Task description. Your answer should be the lines below from the one with "# locate lens" to the one with "A point set", both included, given again exactly and with nothing added.

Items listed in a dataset
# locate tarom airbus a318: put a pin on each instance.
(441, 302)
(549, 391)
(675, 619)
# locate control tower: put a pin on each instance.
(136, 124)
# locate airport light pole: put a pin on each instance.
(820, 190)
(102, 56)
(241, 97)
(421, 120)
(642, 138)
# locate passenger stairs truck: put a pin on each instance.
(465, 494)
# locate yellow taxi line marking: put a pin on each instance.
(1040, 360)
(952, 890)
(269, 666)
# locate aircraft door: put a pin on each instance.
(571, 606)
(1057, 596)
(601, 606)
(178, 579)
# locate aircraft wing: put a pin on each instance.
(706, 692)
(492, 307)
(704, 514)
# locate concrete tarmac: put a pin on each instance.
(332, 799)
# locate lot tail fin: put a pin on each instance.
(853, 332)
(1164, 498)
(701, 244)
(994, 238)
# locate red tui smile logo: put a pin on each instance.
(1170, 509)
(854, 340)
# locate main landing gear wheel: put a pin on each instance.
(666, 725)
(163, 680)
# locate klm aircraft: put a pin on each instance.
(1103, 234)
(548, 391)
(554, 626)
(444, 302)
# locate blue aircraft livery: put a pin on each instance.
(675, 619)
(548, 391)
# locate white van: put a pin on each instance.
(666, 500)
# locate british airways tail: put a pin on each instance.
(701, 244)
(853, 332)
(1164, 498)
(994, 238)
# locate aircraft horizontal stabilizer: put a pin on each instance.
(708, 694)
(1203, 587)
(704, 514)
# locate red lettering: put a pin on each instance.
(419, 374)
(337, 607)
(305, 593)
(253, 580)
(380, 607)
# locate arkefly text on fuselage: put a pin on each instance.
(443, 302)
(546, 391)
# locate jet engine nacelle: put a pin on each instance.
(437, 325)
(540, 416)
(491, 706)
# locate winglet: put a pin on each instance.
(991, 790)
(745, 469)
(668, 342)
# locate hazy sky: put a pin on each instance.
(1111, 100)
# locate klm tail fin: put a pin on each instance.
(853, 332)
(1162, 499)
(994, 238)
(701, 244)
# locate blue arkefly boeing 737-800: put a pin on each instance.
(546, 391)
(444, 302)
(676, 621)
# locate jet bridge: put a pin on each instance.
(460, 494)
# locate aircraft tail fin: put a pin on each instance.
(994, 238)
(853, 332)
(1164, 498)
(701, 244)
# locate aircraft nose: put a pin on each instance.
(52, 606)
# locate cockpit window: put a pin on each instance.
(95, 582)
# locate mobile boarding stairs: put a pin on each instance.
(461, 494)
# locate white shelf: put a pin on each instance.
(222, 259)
* * *
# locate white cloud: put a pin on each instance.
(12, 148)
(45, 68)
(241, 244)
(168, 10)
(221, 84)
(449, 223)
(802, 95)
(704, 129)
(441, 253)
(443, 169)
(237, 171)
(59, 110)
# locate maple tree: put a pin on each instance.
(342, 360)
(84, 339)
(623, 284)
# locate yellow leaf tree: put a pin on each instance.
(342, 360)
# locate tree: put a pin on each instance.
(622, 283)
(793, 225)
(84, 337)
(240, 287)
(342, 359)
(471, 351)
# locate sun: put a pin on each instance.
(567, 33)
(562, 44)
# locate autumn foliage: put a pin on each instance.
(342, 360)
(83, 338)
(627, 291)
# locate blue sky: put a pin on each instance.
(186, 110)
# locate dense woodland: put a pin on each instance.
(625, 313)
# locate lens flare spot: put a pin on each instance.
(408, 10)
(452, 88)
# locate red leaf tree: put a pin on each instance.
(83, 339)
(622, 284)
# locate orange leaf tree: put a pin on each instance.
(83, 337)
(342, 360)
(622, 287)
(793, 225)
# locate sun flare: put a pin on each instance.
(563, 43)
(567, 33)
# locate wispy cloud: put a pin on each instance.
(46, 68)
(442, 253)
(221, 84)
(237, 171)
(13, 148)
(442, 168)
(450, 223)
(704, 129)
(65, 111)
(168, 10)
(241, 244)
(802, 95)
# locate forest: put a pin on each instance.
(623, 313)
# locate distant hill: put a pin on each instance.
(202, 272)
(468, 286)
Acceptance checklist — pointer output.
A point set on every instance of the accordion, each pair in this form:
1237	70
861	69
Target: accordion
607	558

Answer to this task.
# locate lens flare spot: put a pin on each instance.
(408, 10)
(452, 88)
# locate red leaf tree: put a pin on each instance.
(83, 339)
(622, 284)
# locate orange leaf tree: put a pin on each instance.
(83, 337)
(342, 360)
(622, 287)
(793, 225)
# locate sun flare: put a pin on each instance.
(563, 43)
(567, 33)
# locate wispy cloud: put a pin on each instance.
(46, 68)
(442, 253)
(221, 84)
(237, 171)
(13, 148)
(442, 168)
(450, 223)
(704, 129)
(65, 111)
(168, 10)
(241, 244)
(802, 95)
# locate forest: put a pin on each instance.
(623, 313)
# locate distant hill: put a pin on each instance.
(202, 272)
(468, 286)
Acceptance checklist — pointer output.
A point set on every instance of the accordion, each pair in this form:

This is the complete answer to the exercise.